> _Aim of the exercise_: Starting at the top of the entries below, set down each line exactly as written, and stop after the line containing "149), (372, 232)]]".

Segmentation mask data
--

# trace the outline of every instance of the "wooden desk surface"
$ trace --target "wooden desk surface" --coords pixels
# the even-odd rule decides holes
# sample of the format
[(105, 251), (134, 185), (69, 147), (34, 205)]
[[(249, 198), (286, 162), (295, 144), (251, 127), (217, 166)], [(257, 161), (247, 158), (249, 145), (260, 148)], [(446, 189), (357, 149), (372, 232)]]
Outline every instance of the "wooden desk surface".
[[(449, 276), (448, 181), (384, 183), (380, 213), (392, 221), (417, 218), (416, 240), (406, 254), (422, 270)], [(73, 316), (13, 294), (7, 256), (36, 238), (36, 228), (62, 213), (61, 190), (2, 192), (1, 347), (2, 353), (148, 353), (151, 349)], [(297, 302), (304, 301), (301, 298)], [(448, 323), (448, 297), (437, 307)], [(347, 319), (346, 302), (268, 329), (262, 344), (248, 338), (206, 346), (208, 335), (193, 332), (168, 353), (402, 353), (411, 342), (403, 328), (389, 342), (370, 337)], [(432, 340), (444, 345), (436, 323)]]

--

> _Response to this exercise_:
# trace the outline of every instance of the "wooden desk surface"
$ trace --target "wooden desk surface" --coords pixels
# the even-odd rule decides holes
# sample of the format
[(105, 251), (134, 185), (69, 147), (34, 205)]
[[(249, 198), (286, 162), (295, 144), (251, 127), (217, 166)], [(257, 161), (247, 158), (249, 145), (260, 148)], [(446, 189), (357, 149), (372, 232)]]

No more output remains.